# EXERCISE REQUIREMENTS:
Return all the entries exactly, keeping pictures out.

# TASK INPUTS:
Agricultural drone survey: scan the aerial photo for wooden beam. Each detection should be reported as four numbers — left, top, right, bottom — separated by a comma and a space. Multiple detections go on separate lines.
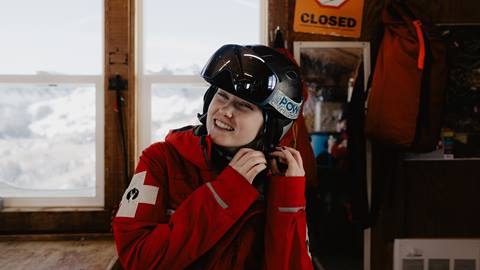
104, 0, 136, 210
0, 211, 112, 234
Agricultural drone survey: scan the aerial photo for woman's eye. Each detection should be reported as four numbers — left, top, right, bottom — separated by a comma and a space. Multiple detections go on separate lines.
237, 103, 253, 110
217, 92, 228, 99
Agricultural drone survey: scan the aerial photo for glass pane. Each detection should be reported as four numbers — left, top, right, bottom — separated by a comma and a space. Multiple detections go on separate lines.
0, 0, 102, 75
429, 259, 450, 270
403, 259, 424, 270
0, 84, 95, 197
454, 259, 476, 270
151, 84, 206, 142
144, 0, 261, 75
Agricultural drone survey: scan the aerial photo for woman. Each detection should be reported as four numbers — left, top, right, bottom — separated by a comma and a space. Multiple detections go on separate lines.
113, 44, 314, 270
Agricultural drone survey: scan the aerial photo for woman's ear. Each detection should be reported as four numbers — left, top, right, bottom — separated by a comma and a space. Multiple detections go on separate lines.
197, 112, 207, 125
198, 85, 218, 126
202, 85, 218, 114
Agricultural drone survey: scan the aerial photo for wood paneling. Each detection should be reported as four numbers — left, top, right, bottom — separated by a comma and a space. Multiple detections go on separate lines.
268, 0, 385, 48
104, 0, 136, 210
401, 160, 480, 237
267, 0, 480, 48
0, 211, 112, 234
371, 157, 480, 270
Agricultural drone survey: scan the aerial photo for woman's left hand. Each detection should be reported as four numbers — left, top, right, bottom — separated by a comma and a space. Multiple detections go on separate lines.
269, 146, 305, 177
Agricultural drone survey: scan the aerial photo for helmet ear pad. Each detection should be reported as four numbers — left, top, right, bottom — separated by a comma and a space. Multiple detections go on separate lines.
197, 85, 218, 125
262, 110, 293, 152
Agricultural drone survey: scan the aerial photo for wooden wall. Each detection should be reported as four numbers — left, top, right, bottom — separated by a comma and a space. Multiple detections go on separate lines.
104, 0, 137, 210
268, 0, 480, 48
268, 0, 384, 46
267, 1, 480, 269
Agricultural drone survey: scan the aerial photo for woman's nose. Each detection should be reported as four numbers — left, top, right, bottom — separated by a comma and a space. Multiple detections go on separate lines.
219, 103, 234, 118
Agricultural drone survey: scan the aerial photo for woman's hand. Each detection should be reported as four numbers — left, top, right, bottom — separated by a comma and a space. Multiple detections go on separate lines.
269, 146, 305, 177
229, 148, 267, 184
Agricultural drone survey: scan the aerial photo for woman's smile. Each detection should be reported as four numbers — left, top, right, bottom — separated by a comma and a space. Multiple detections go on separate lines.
214, 119, 234, 131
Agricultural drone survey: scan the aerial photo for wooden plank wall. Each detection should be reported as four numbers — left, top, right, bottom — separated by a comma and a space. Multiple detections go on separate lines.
104, 0, 137, 210
267, 0, 384, 46
371, 156, 480, 270
268, 0, 480, 47
267, 1, 480, 269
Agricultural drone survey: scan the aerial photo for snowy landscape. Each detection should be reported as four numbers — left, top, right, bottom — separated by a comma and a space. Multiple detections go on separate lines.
0, 83, 205, 198
151, 85, 204, 142
0, 85, 96, 197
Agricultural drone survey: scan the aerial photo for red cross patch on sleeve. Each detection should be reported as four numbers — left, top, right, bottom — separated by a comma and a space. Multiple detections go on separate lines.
116, 171, 159, 218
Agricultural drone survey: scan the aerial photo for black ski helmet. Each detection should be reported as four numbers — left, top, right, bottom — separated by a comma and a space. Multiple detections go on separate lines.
198, 44, 303, 151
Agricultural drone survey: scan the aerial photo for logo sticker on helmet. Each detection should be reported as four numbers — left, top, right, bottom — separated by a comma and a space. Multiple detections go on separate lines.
266, 90, 302, 119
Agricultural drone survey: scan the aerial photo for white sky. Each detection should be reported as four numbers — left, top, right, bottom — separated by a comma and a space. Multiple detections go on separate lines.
0, 0, 260, 75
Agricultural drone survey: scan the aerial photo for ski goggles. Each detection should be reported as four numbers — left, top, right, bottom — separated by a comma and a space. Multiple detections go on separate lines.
201, 45, 277, 102
201, 45, 302, 119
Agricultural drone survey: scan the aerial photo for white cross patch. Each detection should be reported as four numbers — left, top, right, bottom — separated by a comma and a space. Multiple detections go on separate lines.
116, 171, 159, 218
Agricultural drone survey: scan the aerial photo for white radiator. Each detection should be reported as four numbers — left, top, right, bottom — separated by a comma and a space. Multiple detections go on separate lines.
394, 239, 480, 270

# RESPONSE:
Agricultural drone survey: scan the aerial photo for wooden beam. Each detection should be reported as four numbers — left, top, right, bottom — separated by a comma and a space. Multiple detections go on separate lines.
104, 0, 136, 210
0, 211, 112, 234
Agricultural drone survey: scan the aerial photo for woman's eye. Each detection should be reported as four numbers — left, top, right, bottom — separated by a comma and a space. Multiple detections go on separate lines.
237, 103, 253, 110
217, 92, 228, 99
Agricultural drone survey: scan the aerial photo for glass pane. Each detection should be reported as four numbers — left, top, right, bottom — separated by a comma and a space. Multiple detections go on separate lines.
0, 0, 102, 75
429, 259, 450, 270
403, 259, 424, 270
0, 84, 95, 197
454, 259, 476, 270
151, 84, 206, 142
144, 0, 261, 75
Agricultural drone survey: scan the aerial photo for woman. Each detection should be reported as four numbers — left, top, right, bottom — separated by a comma and a space. Multiple detections go on separate lines.
113, 44, 314, 270
Agricultural drone survey: scan the aerial photo for woman's ear. Each detection should be reported as four numbers — left, top, right, bottom — separated by a comma and a space. Multiple detections go on separate lines.
197, 112, 207, 125
198, 85, 218, 126
202, 85, 218, 114
Agricultural drone survey: scan the aerial photo for wood paneling. Each detection should be reported as four numbers — left, top, right, bottom — separated by a comma and a space. Multiple detections go on separate lines.
268, 0, 385, 48
104, 0, 136, 210
401, 160, 480, 237
267, 0, 480, 48
0, 211, 112, 234
371, 157, 480, 270
Agricultural drone survey: scan the aerial photo for woman's left hand. Each detection should be reported as four numbers — left, top, right, bottom — separated by a comma and a space. Multiple detections go on separate lines.
269, 146, 305, 177
Agricultural drone survey: scan the aerial photo for helmet ear pad. Each detection should be reported as four numbers — left, top, right, bottom — separated by a comma and a space. Multiple detections go on separate lines.
197, 85, 218, 125
262, 110, 293, 152
Agricultural drone survey: scan the aerial photo for wooden wall. Each detection should be reported as four numbers — left, top, right, bottom — separated by a comma and a space. Multiple detections go on separate lines.
104, 0, 137, 210
268, 0, 480, 48
268, 0, 384, 46
267, 1, 480, 269
Agricultural drone survey: scan the aerial photo for woman's nose. Each detection should be reported as four numbers — left, top, right, bottom — separated by a comma and a space. Multiple detections go on separate lines.
219, 103, 234, 118
Agricultural drone survey: scan the aerial photo for woman's hand. Each detection should be reported as four numbers — left, top, right, bottom — separated by a comma and a space. Multiple detections go on separate lines.
269, 146, 305, 177
229, 148, 267, 184
Agricultural drone survey: scan the aerial photo for woman's smile. Each detection should be reported as four numbers — left, top, right, bottom — separated by a comma and a space. Multiple detections go on separate lines.
214, 119, 234, 131
Agricultural drone survey: scan the aerial photo for wooden plank wall. Each detection should be reported as four numbers — left, top, right, bottom — separated by a comma and a space. Multiple detections go on separate lines.
104, 0, 137, 210
267, 0, 384, 46
371, 156, 480, 270
268, 0, 480, 47
267, 1, 480, 269
Agricultural drone survey: scan the aerial photo for snowy landscape. Each detection should be reported as four numbers — left, top, right, bottom — separated by a comma and a space. Multiple detections go on separate lines.
0, 83, 205, 198
151, 85, 204, 142
0, 85, 96, 197
Agricultural drone survey: scan the aerial photo for red cross patch on sleeve. Each detection should be reported as four numbers — left, top, right, bottom — separated by a comma and a space. Multiple detections go on separate lines.
116, 171, 159, 218
Agricultural drone survey: scan the aerial photo for black ski helmet. Each detection should be reported as four numbers — left, top, right, bottom — separated by a comma and a space. Multiple detections go on separate lines.
198, 44, 303, 151
Agricultural drone survey: scan the aerial photo for logo sticker on helmet. Each detection should be reported as four numbers — left, top, right, bottom — separated by a comma and a space. Multiple detections go on separate lines.
266, 90, 302, 119
Agricultural drone survey: scan the aerial photo for white sky. Each detection should be reported as four numbers — left, top, right, bottom — separated by a comma and a space. Multiple detections go on separate lines.
0, 0, 260, 75
Agricultural drone survey: scan the aerial photo for ski goggles. Each detection should be reported as four numbers — left, top, right, bottom — separated by a comma and a space. Multiple detections go on separate lines.
201, 45, 277, 102
201, 45, 302, 119
Agricultural drone survey: scan the aerial photo for white cross patch. Each detection should be reported as four numbers — left, top, right, bottom — separated by a comma and a space. Multiple detections go on separate lines.
116, 171, 159, 218
Agricultural drone survey: scan the aerial photo for white radiator. Each detection should be reported as four numbers — left, top, right, bottom — separated by a comma and a space. Multiple detections go on separate lines.
394, 239, 480, 270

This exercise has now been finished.